■ BLOC DE TEXTE ■
------
Alors que nous devrions être motivés pour réussir et que le moyen d'y arriver semble simple (travailler), ce qui se déroule dans nos tête n'est pas ce que les profs ont escomptés : nous sommes écrasés par le stress qui rythme le fond de notre vie, la petite voix si vraie et si terrible qui nous murmure "pense à ton avenir" mine notre volonté. Ceux qui ne réussissent pas ne comprennent pas, ils ont travaillé pourtant, ce qui sont au sommet ne comprennnent pas non plus : ils n'ont pas fait grand chose; blocages pour certains, facilités pour d'autres, travailler pour réussir semble convenir à ceux qui sont dépourvus des deux, reste à savoir si de telles personnes existent, mais toute une administration ne doute pas de leur existence. Les trois quarts des profs votent à gauche et pourtant ils continuent de proférer un élitisme archaïque qui n'aide personne pour la construction de son avenir, sont-ce les grandes instances de l'Education Nationale qui donnent de tels directives ? Même si administrer un coup de pied au cul du mammouth semble laborieux, j'offre quelque suggestions pour que l'égalité des chances deviennent de plus en plus une réalité :

- Engager de vrais psychologues, si possible psychanalystes, dans les bahuts pour qu'ils s'occupent des cas d'échecs scolaires.
------
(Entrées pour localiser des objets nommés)
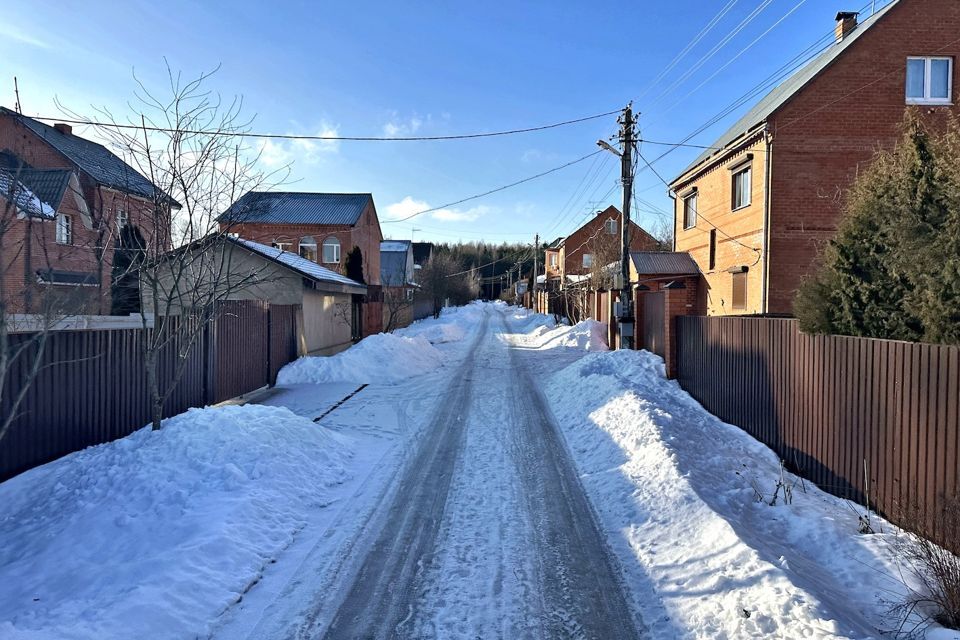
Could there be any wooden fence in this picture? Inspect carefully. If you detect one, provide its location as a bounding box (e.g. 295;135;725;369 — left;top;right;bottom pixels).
0;301;300;481
677;317;960;547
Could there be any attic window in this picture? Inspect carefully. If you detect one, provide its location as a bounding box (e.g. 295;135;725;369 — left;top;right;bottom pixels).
300;236;317;262
907;57;953;104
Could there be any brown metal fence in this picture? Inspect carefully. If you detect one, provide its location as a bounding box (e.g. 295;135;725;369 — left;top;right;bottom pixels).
677;317;960;546
0;301;299;481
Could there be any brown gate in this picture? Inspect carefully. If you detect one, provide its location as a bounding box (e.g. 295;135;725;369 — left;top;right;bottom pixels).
642;291;666;358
------
■ CONSIGNES ■
A. D'après le texte sur la réussite scolaire, quelle part des profs vote à gauche ?
B. Reprenez, s'il vous plaît, le texte sur la réussite scolaire juste après sa dernière phrase.
La liste n'a aucun lien avec le texte sur la réussite scolaire.

■ RÉPONSES PAR CONSIGNE ■
A. Les trois quarts.

B.
- En plus des étudiants désirant devenir enseignants, privilégier les étudiants psychologues comme surveillants dans les collèges.
- Ne plus orienter le programme de terminale uniquement pour ceux qui veulent aller en prépa, honneur à la majorité.
- Stopper la propagande pour les classes scientifiques et insister sur ce que signifie "scientifique", afin d'éviter les mauvaises orientations et rétablir un équilibre entre les différentes filières L, ES et S.
- Arrêtez de traiter les S comme une élite, certains professeurs vont jusqu'à être dégradant envers pour les autres filières
- Abolir des mentalités l'idée de l'homo terminalus, revenir à la réalité, s'intéresser plus à la santé mentale des élèves qu'à leur méthode de travail.